— BEGIN —

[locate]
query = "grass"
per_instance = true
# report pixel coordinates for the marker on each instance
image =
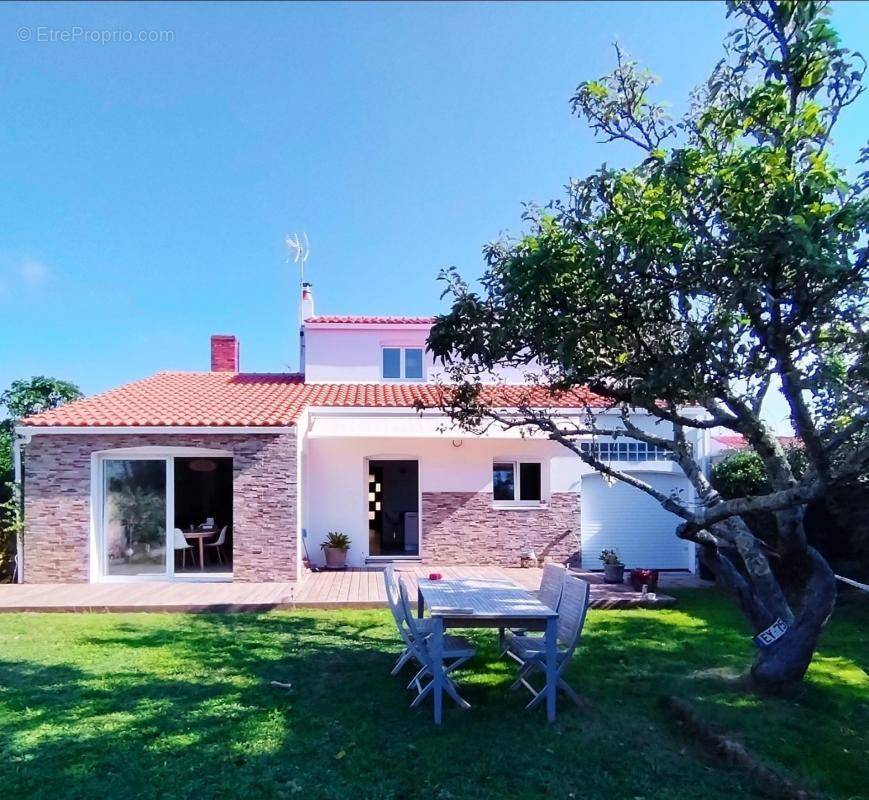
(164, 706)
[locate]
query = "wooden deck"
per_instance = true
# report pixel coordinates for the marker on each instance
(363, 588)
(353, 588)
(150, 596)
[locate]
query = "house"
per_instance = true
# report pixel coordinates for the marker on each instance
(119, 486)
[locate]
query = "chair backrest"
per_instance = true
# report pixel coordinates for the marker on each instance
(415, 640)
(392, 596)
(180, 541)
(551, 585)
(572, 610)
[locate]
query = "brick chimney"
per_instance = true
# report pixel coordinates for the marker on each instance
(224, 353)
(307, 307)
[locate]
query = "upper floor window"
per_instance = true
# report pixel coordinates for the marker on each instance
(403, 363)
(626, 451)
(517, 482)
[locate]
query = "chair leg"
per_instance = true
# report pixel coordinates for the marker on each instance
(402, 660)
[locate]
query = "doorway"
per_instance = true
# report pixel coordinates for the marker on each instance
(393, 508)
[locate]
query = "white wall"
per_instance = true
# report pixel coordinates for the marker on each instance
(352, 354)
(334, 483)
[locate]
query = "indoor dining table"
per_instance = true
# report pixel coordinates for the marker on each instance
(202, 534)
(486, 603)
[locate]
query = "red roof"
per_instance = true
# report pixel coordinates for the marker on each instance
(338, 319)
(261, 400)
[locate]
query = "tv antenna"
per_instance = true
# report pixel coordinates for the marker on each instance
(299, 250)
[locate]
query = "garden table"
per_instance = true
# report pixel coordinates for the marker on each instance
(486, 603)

— END —
— BEGIN —

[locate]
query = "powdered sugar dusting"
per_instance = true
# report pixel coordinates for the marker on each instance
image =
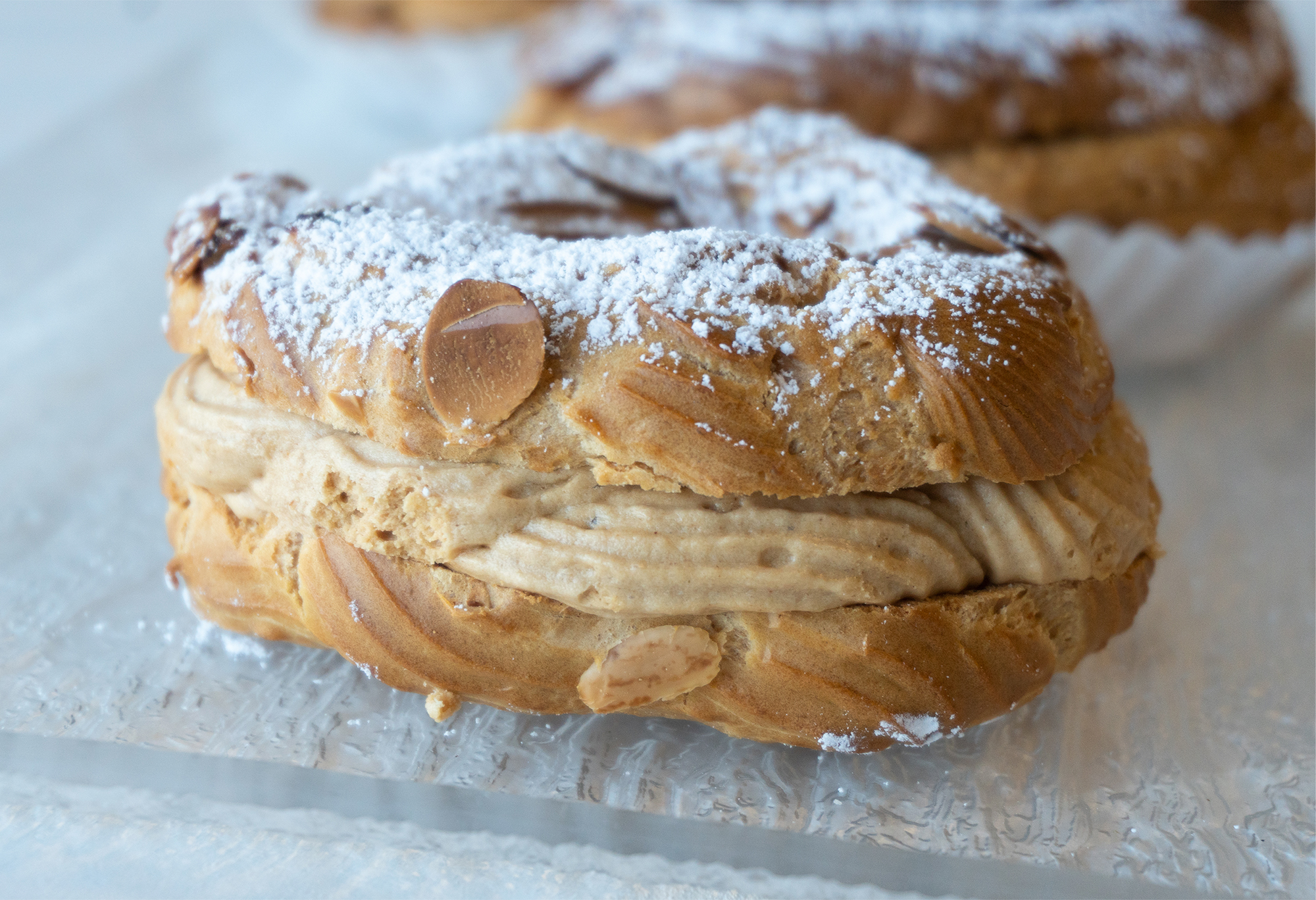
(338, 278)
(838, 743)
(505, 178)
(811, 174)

— END —

### THE PROBLEM
Count the lines in the rows above that contain the string "table", and give only the number.

### THE RESULT
2